* REQUIRED WORK:
In your answer, transcribe all of the data exactly.

[Stored data]
◇ ◇ ◇ ◇ ◇ ◇ ◇
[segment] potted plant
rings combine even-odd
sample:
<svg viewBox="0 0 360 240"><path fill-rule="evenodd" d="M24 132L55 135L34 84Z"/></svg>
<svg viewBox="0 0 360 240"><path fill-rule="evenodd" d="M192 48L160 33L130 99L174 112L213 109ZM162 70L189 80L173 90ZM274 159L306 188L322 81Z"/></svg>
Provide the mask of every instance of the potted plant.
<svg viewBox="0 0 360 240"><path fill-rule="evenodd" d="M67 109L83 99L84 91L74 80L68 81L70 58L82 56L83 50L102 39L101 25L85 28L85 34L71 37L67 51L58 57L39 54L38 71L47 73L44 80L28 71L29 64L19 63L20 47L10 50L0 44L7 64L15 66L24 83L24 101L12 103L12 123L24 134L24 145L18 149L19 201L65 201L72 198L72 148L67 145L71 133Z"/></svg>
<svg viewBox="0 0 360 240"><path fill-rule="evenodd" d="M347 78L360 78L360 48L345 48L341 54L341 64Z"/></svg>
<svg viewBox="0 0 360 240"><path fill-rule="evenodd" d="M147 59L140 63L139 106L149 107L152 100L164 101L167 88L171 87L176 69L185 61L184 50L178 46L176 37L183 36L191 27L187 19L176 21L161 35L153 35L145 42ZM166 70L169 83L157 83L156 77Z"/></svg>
◇ ◇ ◇ ◇ ◇ ◇ ◇
* EXERCISE RESULT:
[segment] potted plant
rings combine even-odd
sample:
<svg viewBox="0 0 360 240"><path fill-rule="evenodd" d="M24 132L55 135L34 84Z"/></svg>
<svg viewBox="0 0 360 240"><path fill-rule="evenodd" d="M192 48L160 33L130 99L174 112L213 109ZM162 70L189 80L173 90ZM274 159L306 188L322 81Z"/></svg>
Provide the mask of every instance of the potted plant.
<svg viewBox="0 0 360 240"><path fill-rule="evenodd" d="M67 109L83 99L84 91L74 80L68 81L70 58L82 56L83 50L102 39L101 25L85 28L85 34L71 37L67 51L58 57L39 54L38 71L47 73L44 80L28 71L29 64L19 63L20 47L10 50L0 44L7 64L15 66L24 83L24 101L12 103L12 123L24 134L24 145L18 149L19 201L65 201L72 198L72 148L67 145L71 133Z"/></svg>
<svg viewBox="0 0 360 240"><path fill-rule="evenodd" d="M347 78L360 78L360 48L345 48L341 54L341 64Z"/></svg>
<svg viewBox="0 0 360 240"><path fill-rule="evenodd" d="M147 59L140 63L139 106L149 107L152 100L164 101L167 88L171 87L176 69L185 61L184 50L178 46L176 37L183 36L191 27L187 19L176 21L161 35L153 35L145 42ZM166 70L169 83L157 83L156 77Z"/></svg>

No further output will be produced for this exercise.